**TASK ITEM:** For each line of the data below, copy it if it holds the word "folder".
::::
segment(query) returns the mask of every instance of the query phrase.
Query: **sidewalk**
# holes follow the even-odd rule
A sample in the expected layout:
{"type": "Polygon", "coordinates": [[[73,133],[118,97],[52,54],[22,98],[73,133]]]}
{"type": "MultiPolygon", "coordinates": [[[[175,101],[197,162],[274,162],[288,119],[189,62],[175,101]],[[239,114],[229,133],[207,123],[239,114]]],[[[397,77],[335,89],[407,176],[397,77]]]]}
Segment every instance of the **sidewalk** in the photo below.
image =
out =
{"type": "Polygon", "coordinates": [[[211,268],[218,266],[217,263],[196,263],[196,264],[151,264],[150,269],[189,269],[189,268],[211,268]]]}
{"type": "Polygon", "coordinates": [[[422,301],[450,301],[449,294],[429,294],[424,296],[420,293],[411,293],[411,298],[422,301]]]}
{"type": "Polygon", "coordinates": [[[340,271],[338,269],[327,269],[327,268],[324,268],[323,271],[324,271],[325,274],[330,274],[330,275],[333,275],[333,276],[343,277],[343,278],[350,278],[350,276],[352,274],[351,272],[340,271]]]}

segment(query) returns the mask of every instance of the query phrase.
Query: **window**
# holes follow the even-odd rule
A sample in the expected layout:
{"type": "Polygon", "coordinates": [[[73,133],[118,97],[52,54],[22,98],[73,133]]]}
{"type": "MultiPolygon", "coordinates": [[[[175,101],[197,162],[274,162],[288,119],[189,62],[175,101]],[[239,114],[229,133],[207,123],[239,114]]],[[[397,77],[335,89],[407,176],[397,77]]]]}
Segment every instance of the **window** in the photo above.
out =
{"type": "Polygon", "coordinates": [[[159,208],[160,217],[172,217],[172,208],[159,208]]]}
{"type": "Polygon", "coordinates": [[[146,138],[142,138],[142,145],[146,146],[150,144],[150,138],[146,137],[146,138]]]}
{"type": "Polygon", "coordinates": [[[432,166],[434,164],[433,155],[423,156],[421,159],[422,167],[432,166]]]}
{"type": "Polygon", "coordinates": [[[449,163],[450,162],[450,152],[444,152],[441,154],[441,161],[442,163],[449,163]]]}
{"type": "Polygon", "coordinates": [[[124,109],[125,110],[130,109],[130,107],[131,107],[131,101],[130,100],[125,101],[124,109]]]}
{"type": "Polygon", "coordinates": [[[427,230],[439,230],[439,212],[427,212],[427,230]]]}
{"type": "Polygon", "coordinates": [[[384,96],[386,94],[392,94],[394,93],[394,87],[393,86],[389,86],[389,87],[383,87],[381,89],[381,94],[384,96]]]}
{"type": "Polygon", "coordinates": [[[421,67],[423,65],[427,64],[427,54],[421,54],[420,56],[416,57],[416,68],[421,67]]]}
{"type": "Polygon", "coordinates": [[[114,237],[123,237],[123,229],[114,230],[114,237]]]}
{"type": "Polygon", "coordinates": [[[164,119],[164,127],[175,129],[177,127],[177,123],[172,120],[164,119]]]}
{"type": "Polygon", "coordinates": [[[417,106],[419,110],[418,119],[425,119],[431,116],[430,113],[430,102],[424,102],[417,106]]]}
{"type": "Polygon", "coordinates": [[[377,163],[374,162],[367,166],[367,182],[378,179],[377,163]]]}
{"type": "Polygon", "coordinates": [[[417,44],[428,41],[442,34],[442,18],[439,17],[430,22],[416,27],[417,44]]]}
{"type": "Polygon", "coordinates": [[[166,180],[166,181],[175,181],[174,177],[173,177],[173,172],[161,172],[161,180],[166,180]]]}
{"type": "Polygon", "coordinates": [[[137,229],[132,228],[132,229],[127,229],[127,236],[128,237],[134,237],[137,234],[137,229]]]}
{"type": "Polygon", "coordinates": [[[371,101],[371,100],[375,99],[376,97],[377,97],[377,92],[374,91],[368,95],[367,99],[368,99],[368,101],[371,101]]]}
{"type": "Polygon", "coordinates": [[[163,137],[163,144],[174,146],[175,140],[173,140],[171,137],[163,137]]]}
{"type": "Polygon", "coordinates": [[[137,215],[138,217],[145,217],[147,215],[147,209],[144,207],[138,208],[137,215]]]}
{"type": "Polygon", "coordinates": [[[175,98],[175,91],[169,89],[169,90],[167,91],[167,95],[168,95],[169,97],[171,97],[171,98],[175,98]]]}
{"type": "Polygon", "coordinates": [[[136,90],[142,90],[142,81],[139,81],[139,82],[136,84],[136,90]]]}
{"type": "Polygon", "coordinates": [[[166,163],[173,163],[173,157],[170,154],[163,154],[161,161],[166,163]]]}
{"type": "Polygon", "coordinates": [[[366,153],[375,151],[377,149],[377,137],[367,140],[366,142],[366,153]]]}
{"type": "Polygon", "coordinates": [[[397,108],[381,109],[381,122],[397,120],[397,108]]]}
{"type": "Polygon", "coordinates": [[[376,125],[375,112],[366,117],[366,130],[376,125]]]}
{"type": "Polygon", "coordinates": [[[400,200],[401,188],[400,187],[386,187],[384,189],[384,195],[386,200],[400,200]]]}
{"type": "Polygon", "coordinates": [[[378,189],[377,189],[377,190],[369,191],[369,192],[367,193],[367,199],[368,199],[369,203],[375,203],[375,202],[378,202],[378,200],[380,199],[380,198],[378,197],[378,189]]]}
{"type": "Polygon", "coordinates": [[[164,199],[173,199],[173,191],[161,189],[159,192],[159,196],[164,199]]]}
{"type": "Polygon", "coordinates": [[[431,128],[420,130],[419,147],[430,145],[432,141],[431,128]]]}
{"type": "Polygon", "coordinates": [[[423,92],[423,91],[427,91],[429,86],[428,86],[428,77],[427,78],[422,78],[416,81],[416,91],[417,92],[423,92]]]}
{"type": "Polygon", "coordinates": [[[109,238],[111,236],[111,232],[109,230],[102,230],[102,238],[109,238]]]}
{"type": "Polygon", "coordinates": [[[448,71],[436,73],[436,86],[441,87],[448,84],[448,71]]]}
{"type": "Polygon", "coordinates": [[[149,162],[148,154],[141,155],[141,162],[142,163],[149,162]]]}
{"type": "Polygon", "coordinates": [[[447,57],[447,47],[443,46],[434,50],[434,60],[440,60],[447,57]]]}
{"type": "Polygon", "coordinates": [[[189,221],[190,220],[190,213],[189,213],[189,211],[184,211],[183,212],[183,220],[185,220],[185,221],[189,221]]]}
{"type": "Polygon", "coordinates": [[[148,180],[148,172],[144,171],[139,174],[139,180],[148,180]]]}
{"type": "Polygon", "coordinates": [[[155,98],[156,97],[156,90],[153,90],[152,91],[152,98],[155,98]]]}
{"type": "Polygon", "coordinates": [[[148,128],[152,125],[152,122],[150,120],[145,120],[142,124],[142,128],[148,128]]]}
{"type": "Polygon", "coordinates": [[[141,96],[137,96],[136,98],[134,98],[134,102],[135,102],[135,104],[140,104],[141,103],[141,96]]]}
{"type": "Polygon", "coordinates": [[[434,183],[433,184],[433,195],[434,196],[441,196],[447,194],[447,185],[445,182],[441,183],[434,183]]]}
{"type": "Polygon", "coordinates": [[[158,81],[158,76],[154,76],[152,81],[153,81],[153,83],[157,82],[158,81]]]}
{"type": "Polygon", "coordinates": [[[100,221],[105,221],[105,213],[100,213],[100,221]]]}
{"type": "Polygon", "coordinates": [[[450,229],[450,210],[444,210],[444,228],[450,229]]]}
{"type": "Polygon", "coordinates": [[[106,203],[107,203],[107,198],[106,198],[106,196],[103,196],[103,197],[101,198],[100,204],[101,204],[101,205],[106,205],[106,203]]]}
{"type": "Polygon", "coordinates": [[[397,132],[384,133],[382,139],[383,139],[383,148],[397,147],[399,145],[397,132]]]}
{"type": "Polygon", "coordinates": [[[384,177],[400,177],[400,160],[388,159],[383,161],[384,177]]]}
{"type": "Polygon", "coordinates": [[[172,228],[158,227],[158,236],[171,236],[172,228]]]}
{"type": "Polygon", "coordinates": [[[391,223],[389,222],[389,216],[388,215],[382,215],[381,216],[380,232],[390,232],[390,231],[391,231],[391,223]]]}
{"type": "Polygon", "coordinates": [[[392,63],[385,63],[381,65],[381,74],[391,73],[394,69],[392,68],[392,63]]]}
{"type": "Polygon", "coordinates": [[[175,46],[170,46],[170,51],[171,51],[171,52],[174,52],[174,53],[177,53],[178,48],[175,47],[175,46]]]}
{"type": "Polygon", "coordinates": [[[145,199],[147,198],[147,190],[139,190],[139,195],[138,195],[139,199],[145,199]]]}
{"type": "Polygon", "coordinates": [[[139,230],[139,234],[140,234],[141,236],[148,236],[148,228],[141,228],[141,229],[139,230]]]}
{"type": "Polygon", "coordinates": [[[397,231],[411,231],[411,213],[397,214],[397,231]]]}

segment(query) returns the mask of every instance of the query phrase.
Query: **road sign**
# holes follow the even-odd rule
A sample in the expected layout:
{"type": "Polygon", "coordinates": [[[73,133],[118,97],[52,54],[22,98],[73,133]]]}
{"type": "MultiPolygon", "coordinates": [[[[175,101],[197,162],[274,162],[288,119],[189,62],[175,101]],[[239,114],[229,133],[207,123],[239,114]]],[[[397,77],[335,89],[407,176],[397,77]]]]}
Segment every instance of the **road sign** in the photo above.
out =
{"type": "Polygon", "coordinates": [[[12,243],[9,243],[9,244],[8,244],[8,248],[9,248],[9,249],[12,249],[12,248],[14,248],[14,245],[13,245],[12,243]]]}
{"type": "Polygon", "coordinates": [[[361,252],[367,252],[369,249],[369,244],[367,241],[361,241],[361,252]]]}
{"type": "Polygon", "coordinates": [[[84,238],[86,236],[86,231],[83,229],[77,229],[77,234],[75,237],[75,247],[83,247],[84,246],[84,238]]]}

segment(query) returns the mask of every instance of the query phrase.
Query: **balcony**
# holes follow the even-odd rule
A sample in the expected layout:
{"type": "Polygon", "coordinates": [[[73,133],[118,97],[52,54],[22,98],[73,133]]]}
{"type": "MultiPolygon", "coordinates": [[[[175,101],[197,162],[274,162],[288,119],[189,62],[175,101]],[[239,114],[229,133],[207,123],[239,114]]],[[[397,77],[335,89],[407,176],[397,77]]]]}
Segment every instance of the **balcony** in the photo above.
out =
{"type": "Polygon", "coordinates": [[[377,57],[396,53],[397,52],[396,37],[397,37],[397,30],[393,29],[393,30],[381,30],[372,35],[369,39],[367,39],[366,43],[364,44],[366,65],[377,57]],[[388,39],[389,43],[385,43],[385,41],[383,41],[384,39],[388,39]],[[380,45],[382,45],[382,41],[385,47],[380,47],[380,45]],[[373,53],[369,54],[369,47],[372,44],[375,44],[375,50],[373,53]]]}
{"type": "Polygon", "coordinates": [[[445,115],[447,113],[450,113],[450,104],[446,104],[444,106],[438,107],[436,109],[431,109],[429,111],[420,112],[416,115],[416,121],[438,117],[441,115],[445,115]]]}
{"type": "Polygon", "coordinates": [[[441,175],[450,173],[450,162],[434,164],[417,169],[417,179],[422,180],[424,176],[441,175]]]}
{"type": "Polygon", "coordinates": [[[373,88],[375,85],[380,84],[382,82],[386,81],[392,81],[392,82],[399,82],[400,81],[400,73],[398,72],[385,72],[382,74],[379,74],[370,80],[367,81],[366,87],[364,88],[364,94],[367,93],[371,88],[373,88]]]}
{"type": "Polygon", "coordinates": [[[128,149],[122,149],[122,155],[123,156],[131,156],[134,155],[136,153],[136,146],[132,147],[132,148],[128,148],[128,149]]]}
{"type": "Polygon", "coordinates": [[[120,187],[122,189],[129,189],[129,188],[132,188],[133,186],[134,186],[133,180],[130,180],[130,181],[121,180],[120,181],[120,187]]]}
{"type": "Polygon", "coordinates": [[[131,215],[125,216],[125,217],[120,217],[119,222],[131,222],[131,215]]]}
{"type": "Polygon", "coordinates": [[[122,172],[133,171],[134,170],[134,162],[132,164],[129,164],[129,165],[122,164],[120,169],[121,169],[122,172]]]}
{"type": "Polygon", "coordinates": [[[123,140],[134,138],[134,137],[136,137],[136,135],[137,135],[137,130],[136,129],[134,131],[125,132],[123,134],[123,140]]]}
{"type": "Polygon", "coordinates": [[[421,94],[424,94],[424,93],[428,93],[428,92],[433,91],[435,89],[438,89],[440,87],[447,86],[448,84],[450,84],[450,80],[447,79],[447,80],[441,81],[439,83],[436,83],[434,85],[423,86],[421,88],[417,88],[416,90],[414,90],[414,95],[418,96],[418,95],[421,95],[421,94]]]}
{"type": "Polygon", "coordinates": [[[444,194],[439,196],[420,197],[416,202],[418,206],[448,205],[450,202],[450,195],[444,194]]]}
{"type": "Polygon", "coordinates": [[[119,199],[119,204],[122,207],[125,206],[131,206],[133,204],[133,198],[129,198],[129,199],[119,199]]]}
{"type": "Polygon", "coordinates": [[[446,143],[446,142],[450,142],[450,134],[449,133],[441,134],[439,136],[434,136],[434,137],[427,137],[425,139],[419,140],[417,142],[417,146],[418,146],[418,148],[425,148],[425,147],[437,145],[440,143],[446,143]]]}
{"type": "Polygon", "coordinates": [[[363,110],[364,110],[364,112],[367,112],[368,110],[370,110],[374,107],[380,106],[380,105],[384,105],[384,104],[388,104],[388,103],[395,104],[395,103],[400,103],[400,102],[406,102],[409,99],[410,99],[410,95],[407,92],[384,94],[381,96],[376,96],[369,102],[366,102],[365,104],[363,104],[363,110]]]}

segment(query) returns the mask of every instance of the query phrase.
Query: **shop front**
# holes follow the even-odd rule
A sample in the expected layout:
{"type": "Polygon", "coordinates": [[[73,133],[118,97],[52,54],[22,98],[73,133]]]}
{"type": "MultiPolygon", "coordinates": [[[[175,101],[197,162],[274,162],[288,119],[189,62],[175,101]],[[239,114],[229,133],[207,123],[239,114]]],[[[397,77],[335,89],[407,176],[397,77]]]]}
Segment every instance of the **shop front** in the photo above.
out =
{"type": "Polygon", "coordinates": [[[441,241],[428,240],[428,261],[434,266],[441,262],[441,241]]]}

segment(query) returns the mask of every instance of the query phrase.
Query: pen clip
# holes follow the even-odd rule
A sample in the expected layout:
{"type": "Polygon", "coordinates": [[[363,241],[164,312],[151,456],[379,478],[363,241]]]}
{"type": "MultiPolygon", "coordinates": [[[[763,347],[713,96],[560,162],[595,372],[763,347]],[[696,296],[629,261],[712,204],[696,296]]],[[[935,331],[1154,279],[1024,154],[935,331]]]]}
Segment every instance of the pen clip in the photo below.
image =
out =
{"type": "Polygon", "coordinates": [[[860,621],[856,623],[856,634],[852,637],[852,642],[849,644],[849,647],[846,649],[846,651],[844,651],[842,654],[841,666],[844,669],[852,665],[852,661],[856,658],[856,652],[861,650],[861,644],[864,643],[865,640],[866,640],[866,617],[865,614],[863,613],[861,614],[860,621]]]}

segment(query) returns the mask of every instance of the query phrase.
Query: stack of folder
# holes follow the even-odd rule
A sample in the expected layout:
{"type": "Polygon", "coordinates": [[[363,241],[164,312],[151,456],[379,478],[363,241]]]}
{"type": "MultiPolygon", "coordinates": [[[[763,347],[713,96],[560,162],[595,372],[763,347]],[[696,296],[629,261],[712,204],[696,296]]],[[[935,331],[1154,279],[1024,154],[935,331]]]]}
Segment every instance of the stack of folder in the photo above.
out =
::::
**RESPONSE BELOW:**
Query: stack of folder
Segment every instance of the stack of folder in the photo above.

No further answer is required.